## EXERCISE REQUIREMENTS
Write out each record again exactly as it stands.

__________________________________________________

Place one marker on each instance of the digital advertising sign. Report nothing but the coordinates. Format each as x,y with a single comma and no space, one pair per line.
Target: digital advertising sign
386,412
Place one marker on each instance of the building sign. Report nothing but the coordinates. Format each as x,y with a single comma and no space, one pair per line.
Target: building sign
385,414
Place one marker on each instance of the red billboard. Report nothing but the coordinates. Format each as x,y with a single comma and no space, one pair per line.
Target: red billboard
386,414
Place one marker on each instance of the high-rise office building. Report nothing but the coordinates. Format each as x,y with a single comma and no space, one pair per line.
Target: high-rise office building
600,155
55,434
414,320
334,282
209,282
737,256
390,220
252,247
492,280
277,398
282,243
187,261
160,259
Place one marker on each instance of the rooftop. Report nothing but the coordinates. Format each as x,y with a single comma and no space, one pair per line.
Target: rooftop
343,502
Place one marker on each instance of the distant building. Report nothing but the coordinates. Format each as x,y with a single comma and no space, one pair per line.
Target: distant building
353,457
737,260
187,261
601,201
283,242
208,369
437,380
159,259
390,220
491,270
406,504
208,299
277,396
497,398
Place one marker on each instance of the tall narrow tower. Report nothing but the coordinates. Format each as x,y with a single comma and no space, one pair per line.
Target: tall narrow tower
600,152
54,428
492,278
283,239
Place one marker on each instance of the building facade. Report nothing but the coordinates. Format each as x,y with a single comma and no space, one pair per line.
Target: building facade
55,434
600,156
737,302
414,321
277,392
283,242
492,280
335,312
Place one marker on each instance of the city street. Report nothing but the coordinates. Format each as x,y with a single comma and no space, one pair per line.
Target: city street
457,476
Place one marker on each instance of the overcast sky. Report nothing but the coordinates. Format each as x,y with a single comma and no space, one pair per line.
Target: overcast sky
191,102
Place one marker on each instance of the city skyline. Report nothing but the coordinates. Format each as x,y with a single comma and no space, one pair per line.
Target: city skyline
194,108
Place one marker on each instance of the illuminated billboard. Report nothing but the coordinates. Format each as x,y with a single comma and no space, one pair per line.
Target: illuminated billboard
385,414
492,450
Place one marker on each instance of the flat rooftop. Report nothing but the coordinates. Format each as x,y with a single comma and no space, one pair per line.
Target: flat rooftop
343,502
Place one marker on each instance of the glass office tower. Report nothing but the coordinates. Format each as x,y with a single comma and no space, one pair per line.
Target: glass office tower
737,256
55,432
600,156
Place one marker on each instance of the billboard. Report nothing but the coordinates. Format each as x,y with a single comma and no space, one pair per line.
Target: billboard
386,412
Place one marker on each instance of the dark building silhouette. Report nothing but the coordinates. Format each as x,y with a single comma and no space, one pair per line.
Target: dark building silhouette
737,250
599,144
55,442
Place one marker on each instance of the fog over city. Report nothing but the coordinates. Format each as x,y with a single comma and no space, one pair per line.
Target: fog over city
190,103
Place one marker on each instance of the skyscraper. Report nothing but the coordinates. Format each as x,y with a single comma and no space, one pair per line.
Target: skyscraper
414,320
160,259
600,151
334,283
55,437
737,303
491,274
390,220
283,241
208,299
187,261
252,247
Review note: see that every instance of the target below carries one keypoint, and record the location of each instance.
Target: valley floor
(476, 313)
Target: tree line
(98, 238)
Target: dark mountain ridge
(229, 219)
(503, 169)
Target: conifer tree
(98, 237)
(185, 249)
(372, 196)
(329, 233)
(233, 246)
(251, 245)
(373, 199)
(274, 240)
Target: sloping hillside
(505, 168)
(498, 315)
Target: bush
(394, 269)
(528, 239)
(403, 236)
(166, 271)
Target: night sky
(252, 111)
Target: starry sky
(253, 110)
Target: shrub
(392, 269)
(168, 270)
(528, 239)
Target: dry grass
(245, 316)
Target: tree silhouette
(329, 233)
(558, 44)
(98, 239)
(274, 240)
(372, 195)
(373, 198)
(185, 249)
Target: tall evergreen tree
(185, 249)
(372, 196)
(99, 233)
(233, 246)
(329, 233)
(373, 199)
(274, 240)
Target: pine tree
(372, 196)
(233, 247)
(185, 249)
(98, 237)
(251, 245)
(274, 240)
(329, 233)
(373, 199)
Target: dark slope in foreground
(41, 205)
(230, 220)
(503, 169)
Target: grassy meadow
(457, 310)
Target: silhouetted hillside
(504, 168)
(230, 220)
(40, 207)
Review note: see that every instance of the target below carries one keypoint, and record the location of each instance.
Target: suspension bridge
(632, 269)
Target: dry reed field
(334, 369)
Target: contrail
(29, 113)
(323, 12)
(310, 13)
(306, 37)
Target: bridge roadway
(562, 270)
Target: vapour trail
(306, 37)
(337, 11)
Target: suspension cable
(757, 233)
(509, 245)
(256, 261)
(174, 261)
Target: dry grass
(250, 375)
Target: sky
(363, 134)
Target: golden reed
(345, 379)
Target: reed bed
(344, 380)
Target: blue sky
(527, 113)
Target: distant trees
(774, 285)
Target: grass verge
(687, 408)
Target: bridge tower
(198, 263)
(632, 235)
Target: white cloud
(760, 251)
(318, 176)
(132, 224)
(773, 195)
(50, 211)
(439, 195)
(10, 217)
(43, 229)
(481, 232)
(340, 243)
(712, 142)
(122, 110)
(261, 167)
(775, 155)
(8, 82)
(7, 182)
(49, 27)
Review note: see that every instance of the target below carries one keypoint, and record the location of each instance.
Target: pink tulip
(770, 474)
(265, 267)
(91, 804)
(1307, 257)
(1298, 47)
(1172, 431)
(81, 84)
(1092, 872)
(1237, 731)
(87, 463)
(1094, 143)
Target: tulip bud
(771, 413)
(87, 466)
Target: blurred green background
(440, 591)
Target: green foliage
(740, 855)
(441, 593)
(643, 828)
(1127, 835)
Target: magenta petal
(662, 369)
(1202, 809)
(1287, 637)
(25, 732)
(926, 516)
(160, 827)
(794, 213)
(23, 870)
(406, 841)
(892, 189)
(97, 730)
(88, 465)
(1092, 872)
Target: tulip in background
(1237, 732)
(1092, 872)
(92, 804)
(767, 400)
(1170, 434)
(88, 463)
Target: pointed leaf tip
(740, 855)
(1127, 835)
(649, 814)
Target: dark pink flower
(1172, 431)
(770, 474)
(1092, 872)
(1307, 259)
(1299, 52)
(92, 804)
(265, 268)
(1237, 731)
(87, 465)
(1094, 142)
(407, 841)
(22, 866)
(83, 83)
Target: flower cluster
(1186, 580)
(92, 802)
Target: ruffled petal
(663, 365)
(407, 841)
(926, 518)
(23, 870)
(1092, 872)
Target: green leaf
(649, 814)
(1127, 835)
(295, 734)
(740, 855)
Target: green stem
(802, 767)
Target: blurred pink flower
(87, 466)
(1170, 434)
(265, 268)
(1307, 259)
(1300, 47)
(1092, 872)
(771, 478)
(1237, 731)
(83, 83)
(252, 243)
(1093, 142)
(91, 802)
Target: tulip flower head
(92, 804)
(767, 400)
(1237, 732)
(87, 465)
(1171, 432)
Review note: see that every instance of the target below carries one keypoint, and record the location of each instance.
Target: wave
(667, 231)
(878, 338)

__________________________________________________

## YOUR SOLUTION
Place one marker on each instance of the digital advertising sign. Report nothing but the coordinates. Format each as x,y with a single comma and no space, one pair per line.
Target: digital advertising sign
386,412
Place one marker on each instance of the building sign. Report nothing but the coordinates. Format each as x,y with a single comma and no space, one pair per line.
Target: building sign
385,414
Place one marker on each instance of the red billboard. Report nothing but the coordinates. Format each as x,y with a single comma and no space, one pair per line.
Target: red billboard
386,414
Place one marker on each instance of the high-rise office building. Report nothing but the coordinates. Format each as x,y with a single comma and no space, one pair per line.
Target: high-rise office building
600,155
55,434
414,320
334,282
209,282
737,256
390,220
252,247
492,280
277,398
282,243
187,261
160,259
Place one marker on each instance of the rooftop. Report nothing but the coordinates. Format each as x,y with a single comma and no space, one pair per line.
Target: rooftop
343,502
Place one marker on each instance of the distant building. Report nothing but the coordinates. Format each as x,y with a single comma and no space, one pair per line.
Target: distant building
353,457
737,260
187,261
601,201
283,242
208,369
437,380
159,259
390,220
491,270
406,504
208,299
277,396
497,398
Place one marker on each instance of the tall narrow tower. Report nothing but the coordinates. Format each as x,y with a single comma and no space, one pair per line.
Target: tall narrow tower
600,152
54,428
492,278
283,239
Place one marker on each instance of the building facade. Report nothing but the coordinates. Format each as x,y with a single comma and no space, one pair per line.
Target: building facade
55,434
600,156
737,302
414,321
277,392
283,242
492,280
335,312
Place one marker on each instance of the city street. Report nothing but the coordinates. Format each as x,y with a single comma and no space, one pair per line.
Target: city street
457,476
Place one marker on each instance of the overcast sky. Report nothing but the coordinates. Format each as x,y with a single comma and no space, one pair per line.
Target: overcast sky
191,102
Place one marker on each instance of the city skyline. Report nothing but the coordinates. Format each as x,y with a single comma and no space, one pair per line.
Target: city skyline
194,108
Place one marker on each instance of the illuminated billboard. Report nothing but the coordinates. Format each as x,y with a single comma and no space, one pair per line.
Target: illuminated billboard
385,414
492,450
Place one marker on each instance of the flat rooftop. Report nothing but the coordinates. Format each as x,y with a single comma and no space, one pair per line.
Target: flat rooftop
343,502
Place one marker on each instance of the glass office tower. Report nothing but the coordinates. Format each as x,y with a single comma and no space, one pair per line.
Target: glass office tower
737,256
55,432
600,156
Place one marker on each instance of the billboard. Report nothing but the coordinates. Format each as x,y with a single comma and no space, one pair per line.
Target: billboard
386,412
Place one marker on each instance of the dark building silhouette. Report nothing but the coordinates. Format each as x,y with a single comma and no space, one pair per line.
Target: dark building silhouette
737,250
599,144
55,442
Place one marker on each instance of the fog over city. Report nothing but the coordinates. Format each as x,y with a single comma and no space, one pair per line.
Target: fog over city
190,103
Place one marker on each instance of the skyscraper. Report nothing but the coordinates. Format each as x,y with a single comma and no space, one pair per line.
Target: skyscraper
414,320
160,259
600,151
334,283
55,437
737,303
491,274
390,220
283,241
208,299
187,261
252,247
Review note: see that every instance of the target below carries one keypoint, and record the location of each instance.
Target: valley floor
(476, 313)
Target: tree line
(98, 238)
Target: dark mountain ridge
(229, 219)
(503, 169)
Target: conifer tree
(98, 237)
(185, 249)
(372, 196)
(329, 233)
(233, 246)
(251, 245)
(373, 199)
(274, 240)
Target: sloping hillside
(505, 168)
(498, 315)
Target: bush
(394, 269)
(528, 239)
(403, 236)
(166, 271)
Target: night sky
(252, 111)
Target: starry sky
(253, 110)
Target: shrub
(392, 269)
(168, 270)
(528, 239)
Target: dry grass
(245, 316)
Target: tree silhouette
(329, 233)
(558, 44)
(98, 239)
(274, 240)
(372, 195)
(373, 198)
(185, 249)
Target: tall evergreen tree
(185, 249)
(372, 196)
(99, 233)
(233, 246)
(329, 233)
(373, 199)
(274, 240)
Target: pine tree
(372, 196)
(233, 247)
(185, 249)
(98, 237)
(251, 245)
(274, 240)
(329, 233)
(373, 199)
Target: dark slope in foreground
(41, 205)
(230, 220)
(503, 169)
Target: grassy meadow
(457, 310)
Target: silhouetted hillside
(504, 168)
(230, 220)
(40, 207)
Review note: see that every instance of the target below carries one keypoint, and record the location of each instance.
Target: suspension bridge
(632, 269)
Target: dry reed field
(334, 369)
Target: contrail
(29, 113)
(323, 12)
(310, 13)
(306, 37)
Target: bridge roadway
(562, 270)
Target: vapour trail
(306, 37)
(337, 11)
Target: suspension cable
(757, 233)
(509, 245)
(256, 261)
(174, 261)
Target: dry grass
(250, 375)
Target: sky
(363, 134)
Target: golden reed
(345, 379)
Target: reed bed
(344, 380)
Target: blue sky
(527, 113)
Target: distant trees
(774, 285)
Target: grass verge
(687, 408)
Target: bridge tower
(198, 263)
(632, 235)
Target: white cloud
(760, 251)
(318, 176)
(132, 224)
(773, 195)
(50, 211)
(439, 195)
(10, 217)
(43, 229)
(481, 232)
(340, 243)
(712, 142)
(122, 110)
(261, 167)
(775, 155)
(8, 82)
(7, 182)
(49, 27)
Review note: see that every instance of the target below carries one keypoint, and record the location of each instance.
Target: pink tulip
(770, 474)
(265, 267)
(91, 804)
(1307, 257)
(1298, 47)
(1172, 431)
(81, 84)
(1092, 872)
(1237, 731)
(87, 463)
(1094, 143)
Target: tulip bud
(771, 413)
(87, 466)
Target: blurred green background
(440, 591)
Target: green foliage
(740, 855)
(441, 593)
(643, 828)
(1127, 835)
Target: magenta petal
(662, 369)
(1202, 809)
(1287, 637)
(25, 732)
(926, 516)
(160, 827)
(794, 213)
(23, 870)
(406, 841)
(892, 189)
(97, 730)
(88, 465)
(1092, 872)
Target: tulip in background
(1237, 732)
(1092, 872)
(92, 804)
(767, 400)
(1170, 434)
(88, 463)
Target: pointed leaf tip
(740, 855)
(1127, 835)
(649, 814)
Target: dark pink flower
(1172, 431)
(770, 474)
(1092, 872)
(1307, 259)
(1299, 52)
(92, 804)
(265, 268)
(1237, 731)
(87, 465)
(1094, 142)
(407, 841)
(22, 866)
(83, 83)
Target: flower cluster
(1186, 580)
(92, 802)
Target: ruffled petal
(663, 365)
(407, 841)
(926, 518)
(23, 870)
(1092, 872)
Target: green leaf
(649, 814)
(1127, 835)
(295, 734)
(740, 855)
Target: green stem
(802, 767)
Target: blurred pink flower
(87, 466)
(1170, 434)
(265, 268)
(1307, 259)
(1300, 47)
(1092, 872)
(771, 478)
(1237, 731)
(83, 83)
(252, 243)
(1093, 142)
(91, 802)
Target: tulip flower head
(92, 804)
(767, 400)
(1237, 732)
(87, 465)
(1171, 432)
Review note: see that every instance of the target below carries one keypoint, and record the location of each instance.
Target: wave
(667, 231)
(878, 338)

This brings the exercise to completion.